## Input records

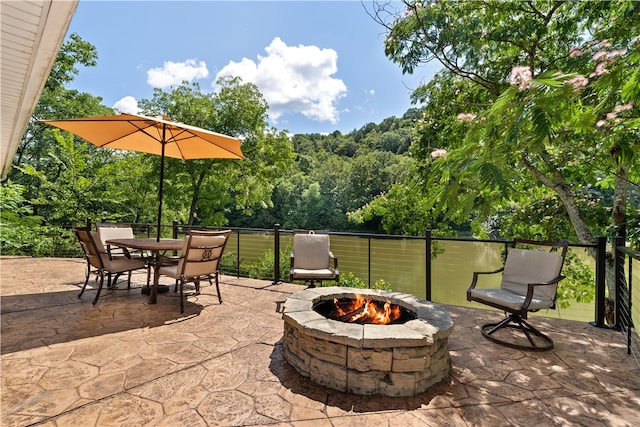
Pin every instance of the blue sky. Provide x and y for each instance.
(319, 64)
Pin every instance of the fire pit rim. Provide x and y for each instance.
(432, 323)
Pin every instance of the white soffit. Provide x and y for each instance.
(31, 35)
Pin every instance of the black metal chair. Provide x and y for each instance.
(529, 282)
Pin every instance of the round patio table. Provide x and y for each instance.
(152, 245)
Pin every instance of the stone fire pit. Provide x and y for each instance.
(391, 360)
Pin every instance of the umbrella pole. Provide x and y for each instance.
(164, 128)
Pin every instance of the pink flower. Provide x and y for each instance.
(466, 117)
(578, 82)
(438, 152)
(599, 54)
(615, 53)
(623, 107)
(521, 76)
(600, 69)
(574, 52)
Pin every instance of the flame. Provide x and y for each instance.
(363, 310)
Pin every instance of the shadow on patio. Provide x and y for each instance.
(125, 362)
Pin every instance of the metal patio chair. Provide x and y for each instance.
(312, 260)
(529, 282)
(100, 263)
(200, 259)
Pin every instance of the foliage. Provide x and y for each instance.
(578, 284)
(38, 241)
(15, 211)
(350, 280)
(199, 190)
(536, 99)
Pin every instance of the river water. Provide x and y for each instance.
(401, 263)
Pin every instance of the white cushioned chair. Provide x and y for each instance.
(529, 282)
(312, 260)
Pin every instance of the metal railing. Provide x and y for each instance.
(363, 252)
(627, 314)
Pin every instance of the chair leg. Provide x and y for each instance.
(516, 322)
(86, 280)
(218, 290)
(181, 295)
(95, 300)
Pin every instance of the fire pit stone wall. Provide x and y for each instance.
(391, 360)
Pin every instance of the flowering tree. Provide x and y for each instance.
(538, 101)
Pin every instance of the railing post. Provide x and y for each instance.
(238, 256)
(428, 265)
(601, 262)
(369, 261)
(618, 265)
(276, 254)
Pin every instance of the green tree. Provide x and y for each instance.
(551, 105)
(200, 191)
(43, 158)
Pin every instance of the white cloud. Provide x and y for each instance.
(174, 73)
(294, 79)
(128, 104)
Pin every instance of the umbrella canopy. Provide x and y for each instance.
(154, 136)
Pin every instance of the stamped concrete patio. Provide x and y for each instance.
(66, 362)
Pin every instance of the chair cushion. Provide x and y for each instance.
(323, 273)
(311, 251)
(108, 233)
(524, 266)
(506, 298)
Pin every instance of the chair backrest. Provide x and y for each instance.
(113, 231)
(108, 233)
(202, 252)
(524, 266)
(89, 247)
(311, 251)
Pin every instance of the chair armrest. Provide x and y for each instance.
(170, 260)
(531, 287)
(335, 261)
(476, 274)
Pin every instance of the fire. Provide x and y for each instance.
(363, 310)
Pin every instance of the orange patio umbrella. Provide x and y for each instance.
(152, 135)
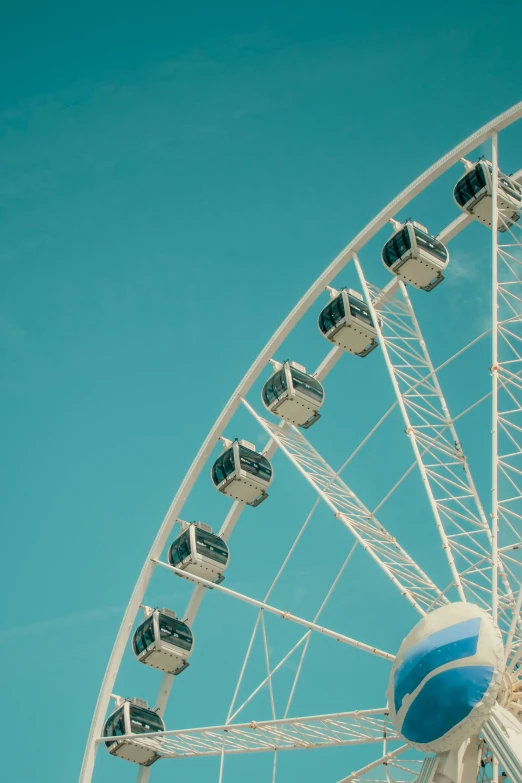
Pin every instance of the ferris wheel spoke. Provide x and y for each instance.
(361, 727)
(303, 643)
(410, 771)
(384, 549)
(284, 614)
(454, 501)
(507, 421)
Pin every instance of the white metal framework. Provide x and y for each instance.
(481, 538)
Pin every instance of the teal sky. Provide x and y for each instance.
(172, 179)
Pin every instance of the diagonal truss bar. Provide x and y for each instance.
(386, 760)
(285, 615)
(456, 507)
(418, 589)
(343, 728)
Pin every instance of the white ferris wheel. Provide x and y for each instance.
(452, 709)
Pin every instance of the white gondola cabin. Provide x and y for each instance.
(346, 321)
(293, 395)
(200, 552)
(242, 473)
(133, 717)
(163, 641)
(473, 194)
(415, 256)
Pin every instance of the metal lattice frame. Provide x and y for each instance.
(404, 573)
(419, 590)
(344, 728)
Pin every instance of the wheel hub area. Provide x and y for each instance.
(447, 676)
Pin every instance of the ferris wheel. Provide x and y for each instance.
(452, 710)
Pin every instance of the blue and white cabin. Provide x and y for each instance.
(293, 395)
(133, 717)
(199, 551)
(473, 195)
(242, 473)
(415, 256)
(163, 641)
(346, 321)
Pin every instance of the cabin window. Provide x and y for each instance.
(396, 247)
(471, 184)
(307, 385)
(360, 309)
(332, 314)
(275, 387)
(175, 632)
(144, 636)
(431, 245)
(143, 721)
(255, 464)
(211, 546)
(115, 726)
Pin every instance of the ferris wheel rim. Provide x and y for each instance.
(431, 174)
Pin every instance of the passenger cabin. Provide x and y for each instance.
(242, 473)
(133, 716)
(473, 195)
(415, 256)
(346, 321)
(163, 642)
(197, 550)
(293, 395)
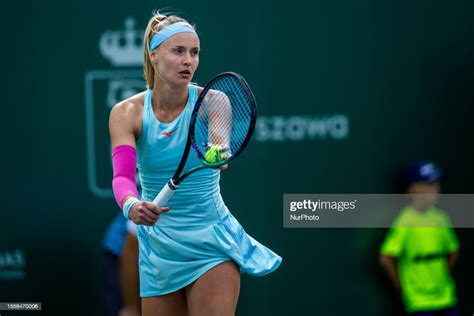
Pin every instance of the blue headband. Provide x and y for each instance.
(167, 32)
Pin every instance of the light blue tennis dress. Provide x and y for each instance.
(199, 232)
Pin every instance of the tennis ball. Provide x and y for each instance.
(213, 154)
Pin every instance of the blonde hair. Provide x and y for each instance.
(156, 23)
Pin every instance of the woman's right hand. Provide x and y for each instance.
(146, 213)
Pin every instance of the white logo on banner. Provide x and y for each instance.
(105, 88)
(301, 128)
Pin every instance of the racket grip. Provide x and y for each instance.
(165, 194)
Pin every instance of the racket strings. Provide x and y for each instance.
(225, 115)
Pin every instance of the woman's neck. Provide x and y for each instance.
(167, 98)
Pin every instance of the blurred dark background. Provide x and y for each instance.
(349, 92)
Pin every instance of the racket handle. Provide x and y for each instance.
(165, 194)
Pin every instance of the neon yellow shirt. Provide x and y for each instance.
(421, 242)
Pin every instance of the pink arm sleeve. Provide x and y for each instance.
(124, 161)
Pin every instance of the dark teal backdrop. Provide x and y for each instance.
(349, 92)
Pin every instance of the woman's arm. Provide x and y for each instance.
(124, 123)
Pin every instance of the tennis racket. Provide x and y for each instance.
(222, 123)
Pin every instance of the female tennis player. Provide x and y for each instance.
(190, 256)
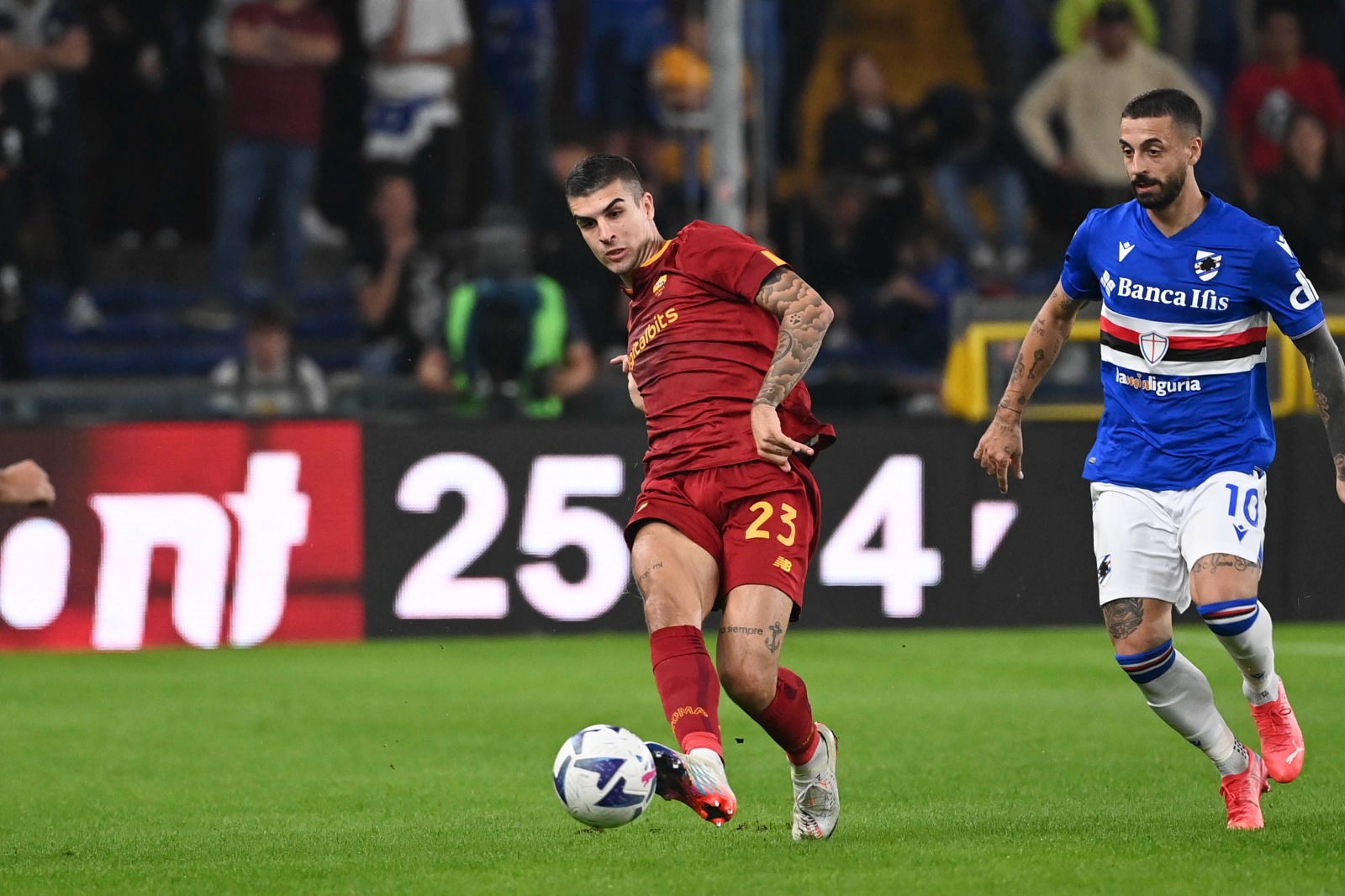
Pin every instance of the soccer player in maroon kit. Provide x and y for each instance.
(721, 333)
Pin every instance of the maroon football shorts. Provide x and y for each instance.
(759, 522)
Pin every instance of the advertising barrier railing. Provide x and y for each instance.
(215, 535)
(190, 533)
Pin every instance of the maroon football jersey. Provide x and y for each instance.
(699, 347)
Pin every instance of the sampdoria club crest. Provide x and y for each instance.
(1153, 346)
(1207, 264)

## What to work on
Give the preceding data back exactly, minus every picture.

## Solution for this exercise
Pin every instance of the blue sky. Provide x and y for each instance.
(319, 64)
Pin every instance of the fire pit rim. Provide x and y for each instance.
(432, 323)
Pin every instance of the white soffit. Provide x and y for each instance.
(31, 35)
Pin every instance of the black metal chair. Provide x and y for each instance.
(529, 282)
Pin every instance of the round patio table. Provide x and y for each instance.
(152, 245)
Pin every instance of the stone fire pit. Provide x and y for each instance.
(391, 360)
Pin every instance of the umbrella pole. Provide x and y for each instance.
(164, 128)
Pin every instance of the pink flower. Provide x and y for each instance.
(466, 117)
(578, 82)
(438, 152)
(599, 54)
(615, 53)
(623, 107)
(521, 76)
(600, 69)
(574, 52)
Pin every instance of the flame. Provide x and y for each instance.
(363, 310)
Pin every instance of the shadow on patio. Provide x and y for each instance.
(125, 362)
Pin every instance of the metal patio chair. Provide x and y for each instance.
(312, 260)
(529, 282)
(100, 263)
(200, 259)
Pin every instance of the foliage. Provide x and y for each instance.
(578, 284)
(38, 241)
(15, 211)
(350, 280)
(199, 190)
(536, 99)
Pin every instance of the river water. Provide x and y for each instance.
(401, 263)
Pin every instance of the white cushioned chair. Provide x and y for each instance.
(529, 282)
(312, 260)
Pin every instance of the metal railing. Provide x and y for each instance.
(363, 252)
(627, 314)
Pin every instance of the chair leg. Provide x and y for each instance.
(516, 322)
(86, 280)
(218, 290)
(181, 295)
(95, 300)
Pin every instance of the fire pit stone wall. Provide x and y for each instance.
(391, 360)
Pin every instance of the flowering tree. Provide x and y for each instance.
(538, 101)
Pin every instance of the railing post. Provide x and y for each instance.
(238, 256)
(428, 265)
(601, 262)
(369, 261)
(618, 265)
(276, 254)
Pin every instance of the green tree. Provide x and y for each instance.
(551, 105)
(200, 191)
(43, 158)
Pin every instance of the white cloud. Provide x and y for each instance.
(174, 73)
(294, 79)
(128, 104)
Pin every instance of the umbrella canopy. Provide x and y for each instance.
(154, 136)
Pin every instance of the stamped concrete patio. Provide x and y for each instance.
(66, 362)
Pin every instance of the chair cushion. Provide x and y for each instance.
(323, 273)
(311, 251)
(108, 233)
(524, 266)
(506, 298)
Pin every instance of the chair backrest. Provide x and y for each instance.
(113, 231)
(108, 233)
(202, 252)
(524, 266)
(89, 247)
(311, 251)
Pin every instance of the chair armrest. Provide x and y for each instance.
(170, 260)
(531, 287)
(335, 261)
(476, 274)
Pin every instance of the fire. Provide x and y for each instance.
(363, 310)
Pin every instance of the orange patio umbrella. Provide x and y for each instance.
(152, 135)
Pin every instance of the ferris wheel spoke. Provide x and y for each instance.
(361, 727)
(303, 643)
(410, 771)
(384, 549)
(284, 614)
(454, 501)
(507, 421)
Pin every instance of the white metal framework. Provide x and y for each instance.
(481, 538)
Pin every instance of the teal sky. Provide x and y for each instance.
(172, 179)
Pin every instance of the diagonal truss bar. Provide x and y for each instance.
(386, 760)
(285, 615)
(456, 507)
(418, 589)
(343, 728)
Pin every instance of the white ferris wheel. Provide x and y for each instance.
(452, 709)
Pin every instance of the white gondola cabin. Provide x and y for each instance.
(346, 321)
(293, 395)
(200, 552)
(242, 473)
(133, 717)
(163, 641)
(473, 194)
(415, 256)
Pin every instance of the metal lattice frame. Provide x and y for each instance.
(404, 573)
(419, 590)
(344, 728)
Pin every instance of the wheel hub area. Provide x and y for each instance.
(447, 676)
Pin every instance of the ferris wheel. Provide x and y for each instance.
(452, 710)
Pin every instance of the blue and white cabin. Provide x and y for each instance.
(293, 395)
(133, 717)
(199, 551)
(473, 195)
(242, 473)
(415, 256)
(163, 641)
(346, 321)
Pin every instance of the cabin window. Provide x and y for each instance.
(396, 247)
(471, 184)
(307, 385)
(360, 309)
(332, 314)
(275, 387)
(175, 632)
(144, 636)
(431, 245)
(143, 721)
(255, 464)
(211, 546)
(115, 726)
Pin every instance of the ferris wheel rim. Provide x and y for each instance.
(431, 174)
Pin every instance of the passenger cabin. Provide x and y for each instance.
(242, 473)
(133, 716)
(473, 195)
(415, 256)
(346, 321)
(163, 642)
(197, 550)
(293, 395)
Pin every instance of the blue headband. Provide x and y for each instance.
(167, 32)
Pin every instance of the light blue tennis dress. Provide x and y for each instance.
(199, 232)
Pin every instance of the tennis ball. Provide x and y for each instance.
(213, 154)
Pin every instance of the blonde hair. Provide x and y for each instance.
(156, 23)
Pin every instance of the woman's right hand. Provide x and y for each instance.
(146, 213)
Pin every instance of the white logo on banner. Provide x and y for each instance.
(105, 88)
(301, 128)
Pin every instance of the racket grip. Provide x and y for each instance.
(165, 194)
Pin every instance of the racket strings. Provide x and y for each instance.
(225, 115)
Pin every instance of the woman's neck. Provide x and y for each instance.
(167, 98)
Pin every instance of the blurred dark background. Provide x and y for each instance.
(349, 92)
Pin every instance of the racket handle. Provide x and y for each instance.
(165, 194)
Pin every instance of the neon yellow shirt. Provide x and y for each instance.
(421, 242)
Pin every instance of the pink arm sleeve. Provide x and y for each instance.
(124, 161)
Pin every instance of the dark teal backdrop. Provide x and y for each instance.
(349, 92)
Pin every instance of the woman's arm. Provide x and y for each instance.
(124, 123)
Pin every instance of the tennis racket. Provide x and y for each instance.
(222, 123)
Pin every instance of the female tennis player. Provide x and y for each instance.
(190, 256)
Pin every instance of the soccer player in maroon kit. Provide x and y for each instance.
(721, 333)
Pin every instance of the maroon football shorts. Provide x and y for each instance.
(759, 522)
Pin every instance of the advertising barrier railing. Provide x and y for each instance.
(215, 535)
(190, 533)
Pin every instance of the maroon football jersey. Provide x and y for each instance.
(699, 347)
Pin every instance of the sampdoria club crest. Provide x and y for each instance.
(1153, 346)
(1207, 264)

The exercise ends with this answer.